• **Your assignment**
Repeat the data precisely as given.

[Stored items]
== == ==

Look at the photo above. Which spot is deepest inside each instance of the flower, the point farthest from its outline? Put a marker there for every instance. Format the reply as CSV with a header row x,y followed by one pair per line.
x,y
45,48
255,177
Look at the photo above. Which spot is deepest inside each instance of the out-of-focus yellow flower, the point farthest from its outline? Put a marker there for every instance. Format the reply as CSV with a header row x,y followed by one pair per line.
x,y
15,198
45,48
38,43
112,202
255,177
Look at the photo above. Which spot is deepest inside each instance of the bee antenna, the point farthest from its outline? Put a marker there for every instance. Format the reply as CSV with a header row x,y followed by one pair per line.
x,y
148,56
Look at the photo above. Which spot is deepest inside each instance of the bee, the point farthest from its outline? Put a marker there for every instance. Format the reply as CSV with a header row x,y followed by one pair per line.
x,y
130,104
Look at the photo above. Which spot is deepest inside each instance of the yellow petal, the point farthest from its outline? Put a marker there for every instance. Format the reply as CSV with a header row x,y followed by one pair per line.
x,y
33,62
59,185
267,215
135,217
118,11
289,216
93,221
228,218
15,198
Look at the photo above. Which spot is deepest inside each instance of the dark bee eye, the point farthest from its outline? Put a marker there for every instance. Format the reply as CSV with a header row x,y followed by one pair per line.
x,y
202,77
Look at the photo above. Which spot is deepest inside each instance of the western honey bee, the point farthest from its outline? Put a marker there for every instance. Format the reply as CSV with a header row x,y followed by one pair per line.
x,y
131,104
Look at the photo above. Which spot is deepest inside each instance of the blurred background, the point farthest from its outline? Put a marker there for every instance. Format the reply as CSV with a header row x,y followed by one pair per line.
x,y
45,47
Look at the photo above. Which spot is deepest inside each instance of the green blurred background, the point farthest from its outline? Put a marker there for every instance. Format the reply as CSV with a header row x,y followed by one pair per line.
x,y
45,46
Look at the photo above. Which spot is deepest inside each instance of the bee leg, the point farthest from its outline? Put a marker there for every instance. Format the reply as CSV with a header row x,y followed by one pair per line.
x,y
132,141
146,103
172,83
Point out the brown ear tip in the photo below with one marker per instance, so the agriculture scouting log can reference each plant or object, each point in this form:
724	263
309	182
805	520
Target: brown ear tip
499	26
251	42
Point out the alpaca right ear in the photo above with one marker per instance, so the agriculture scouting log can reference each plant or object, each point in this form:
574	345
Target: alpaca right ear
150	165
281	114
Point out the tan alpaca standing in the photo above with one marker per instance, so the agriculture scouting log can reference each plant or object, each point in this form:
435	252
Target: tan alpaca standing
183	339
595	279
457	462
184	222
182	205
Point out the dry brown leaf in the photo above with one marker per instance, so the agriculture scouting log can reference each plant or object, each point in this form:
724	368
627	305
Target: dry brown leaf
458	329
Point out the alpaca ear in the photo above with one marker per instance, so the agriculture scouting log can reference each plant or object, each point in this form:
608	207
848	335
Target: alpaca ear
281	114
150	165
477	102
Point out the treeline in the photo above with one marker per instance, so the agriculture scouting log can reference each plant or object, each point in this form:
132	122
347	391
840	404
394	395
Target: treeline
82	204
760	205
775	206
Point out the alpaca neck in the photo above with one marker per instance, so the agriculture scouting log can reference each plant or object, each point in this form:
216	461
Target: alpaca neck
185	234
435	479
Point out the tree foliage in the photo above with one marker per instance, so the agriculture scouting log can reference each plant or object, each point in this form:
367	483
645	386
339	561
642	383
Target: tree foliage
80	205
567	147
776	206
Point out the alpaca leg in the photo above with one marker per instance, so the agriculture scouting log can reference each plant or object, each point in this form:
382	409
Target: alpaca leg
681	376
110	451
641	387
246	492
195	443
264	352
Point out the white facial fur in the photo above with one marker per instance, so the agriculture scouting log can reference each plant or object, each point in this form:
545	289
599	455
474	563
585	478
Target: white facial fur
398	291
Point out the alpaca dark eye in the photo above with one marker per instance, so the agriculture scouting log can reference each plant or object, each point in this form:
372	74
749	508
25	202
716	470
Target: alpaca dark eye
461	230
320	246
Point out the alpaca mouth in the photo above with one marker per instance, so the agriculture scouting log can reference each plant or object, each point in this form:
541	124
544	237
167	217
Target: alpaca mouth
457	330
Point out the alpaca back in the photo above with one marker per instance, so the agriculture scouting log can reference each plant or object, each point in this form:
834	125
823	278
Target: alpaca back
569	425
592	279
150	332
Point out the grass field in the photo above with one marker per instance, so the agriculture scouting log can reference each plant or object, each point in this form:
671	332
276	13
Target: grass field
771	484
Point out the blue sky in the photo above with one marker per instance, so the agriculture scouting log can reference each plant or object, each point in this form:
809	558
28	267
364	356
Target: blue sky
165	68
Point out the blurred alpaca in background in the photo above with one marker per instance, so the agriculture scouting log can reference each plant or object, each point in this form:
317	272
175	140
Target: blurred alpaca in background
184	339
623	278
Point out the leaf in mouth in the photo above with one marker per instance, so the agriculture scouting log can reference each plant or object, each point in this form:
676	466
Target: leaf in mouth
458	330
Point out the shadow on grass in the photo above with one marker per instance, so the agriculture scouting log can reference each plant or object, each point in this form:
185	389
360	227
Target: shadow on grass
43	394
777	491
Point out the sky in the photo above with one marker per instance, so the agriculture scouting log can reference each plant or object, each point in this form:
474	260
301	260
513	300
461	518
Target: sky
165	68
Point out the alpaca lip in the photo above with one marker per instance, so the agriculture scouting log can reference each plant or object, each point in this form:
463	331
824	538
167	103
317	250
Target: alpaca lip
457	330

== == ==

• **Solution below**
Look at the photo above. Which spot is deepest inside each instance of the flower, the point farthest from its outline? Put a marker there for every instance. Format the reply as CSV with a header row x,y followed by one pair per line.
x,y
45,48
255,177
Look at the photo above. Which spot is deepest inside each instance of the out-of-focus yellow flower, the point farthest from its outline? Put a marker there for every instance. Format the reply as CSV with a header row x,y followed by one pair per line.
x,y
15,198
45,48
38,43
112,202
255,177
Look at the photo above. Which spot is deepest inside each instance of the bee antenna, the point farthest from its outline? Put a marker there for every instance. Format the reply as CSV with a header row x,y followed by one pair per line.
x,y
148,56
Look at the photo above. Which spot is deepest inside each instance of the bee, the point farthest from its outline? Put a marker there for every instance. Format the reply as CSV with a header row x,y followed by one pair per line.
x,y
130,104
Look at the photo above. Which spot is deepest inside each instance of the yellow petal, the point farthest from its outline? Put a marker there for every instance. Format the reply as CSV with a header row x,y followed by one pair per line.
x,y
33,62
59,185
267,215
135,217
118,11
289,216
93,221
228,218
15,198
Look at the photo above. Which spot is deepest inside each instance of the dark bee eye, the point farthest from its outline? Put a marker there for every instance. Format the reply as CSV with a header row x,y followed by one pair per line.
x,y
202,77
Look at the photo above. Which spot is deepest inside each instance of the western honey bee, the point farthest from its outline? Put a marker there for every instance. Format the reply as CSV with a header row x,y followed by one pair per line.
x,y
131,104
Look at the photo above. Which spot is deepest inside each instance of the blurred background, the point farthest from its outline? Put a marker there for every instance. Format the reply as CSV with a header row x,y followed by one pair per line.
x,y
45,47
Look at the photo above. Which spot is deepest inside each instance of the green blurred background, the point farthest from its outline? Put a marker there for every instance. Format the reply as CSV with a header row x,y followed by one pair per line.
x,y
45,46
Look at the photo above. Which spot is deepest inside each instance of the bee leg, the point farthest from its outline? Put a marker there for every instance. Format the reply as CSV with a header row x,y followed by one pair per line.
x,y
132,141
146,103
172,83
Point out the brown ear tip in the photo below with one marker per instance, so the agriculture scouting log can reference each plant or object, each point in this form:
724	263
309	182
805	520
Target: brown ear tip
499	26
251	42
Point out the alpaca right ear in the photo above with one marker per instance, so the agriculture scouting log can reference each plant or object, each point in this form:
574	345
Target: alpaca right ear
150	165
281	114
Point out the tan alpaca standing in the photo above with one marker per instance, so the agriculture scouting log can reference each plant or object, each point in this form:
435	252
Target: tan alpaca standing
183	339
595	279
457	462
184	222
182	205
Point out the dry brown leaf in the photo above with one marker per instance, so the agriculture scouting log can reference each plant or object, each point in this form:
724	368
627	305
Target: dry brown leaf
458	329
Point out the alpaca ear in the photo above with one marker per instance, so the agriculture scouting log can reference each plant or object, each point in this form:
608	207
848	335
Target: alpaca ear
281	114
150	165
477	102
Point out the treeline in the photo above with one marker per instance, so the agriculture scouting log can reference each plant or object, each point in this form:
132	122
347	391
840	404
394	395
Target: treeline
82	204
760	205
775	206
Point out the alpaca neck in the photo above with one marker per instance, so the agriculture scouting log can reference each plant or object, each point in this form:
216	461
Target: alpaca neck
185	234
435	479
Point out the tree foliage in the photo above with one marker per instance, so the agriculture scouting log can reference each plant or object, each point in this form:
367	483
645	386
339	561
642	383
Target: tree foliage
80	205
567	147
776	206
Point out the alpaca leg in the photo above with one marker per instance, so the agriculture scouting log can reference each plant or object, each point in this form:
382	409
Target: alpaca leg
681	376
110	451
641	387
246	492
195	443
264	352
Point out the white facial fur in the photo above with one marker per instance, so the agriculture scouting log can reference each plant or object, each point in this form:
545	289
599	455
474	563
585	478
Target: white facial fur
398	291
Point out the alpaca dark eye in the photo above with one marker per instance, so the agriculture scouting log can reference each plant or object, each point in this form:
372	74
749	508
25	202
716	470
Target: alpaca dark eye
461	230
320	246
Point out the alpaca mouth in the photo above with one marker per instance, so the agriculture scouting log can reference each plant or object, each point in this form:
541	124
544	237
167	217
Target: alpaca mouth
457	330
Point out the alpaca back in the photo above with one marker per instance, so the agriculture scouting log can reference each plant or object, each point in this form:
834	125
823	278
Target: alpaca back
569	425
592	279
150	332
Point out the grass field in the photo above with one marker per instance, so the agriculture scouting log can reference each plant or object, each point in this form:
671	332
276	13
Target: grass field
771	484
Point out the blue sky in the photo above with one marker per instance, so the agriculture scouting log can reference each plant or object, each point in this form:
809	558
28	267
364	356
Target: blue sky
165	68
Point out the blurred alpaca in background in the photo above with one marker per instance, so the agriculture scouting log can reference each plant or object, each point in this form:
317	272
175	140
Target: blurred alpaca in background
184	339
623	278
Point out the leaf in mouth in the photo above with one marker per instance, so the agriculture scouting log can reference each plant or object, each point in this form:
676	466
Target: leaf in mouth
458	330
Point out the shadow on grass in the photo above with one marker per instance, so the agriculture scouting log can reference each plant or object, each point in this form:
185	389
360	227
Target: shadow on grass
43	394
777	491
Point out the sky in the photo above with one marker per instance, so the agriculture scouting log can reference each plant or object, each point in this form:
474	260
301	260
513	300
461	518
Target: sky
165	68
Point out the alpaca lip in the photo above with one marker per instance, so the agriculture scouting log can reference each plant or object, each point in this form:
463	331
824	538
167	103
317	250
Target: alpaca lip
457	330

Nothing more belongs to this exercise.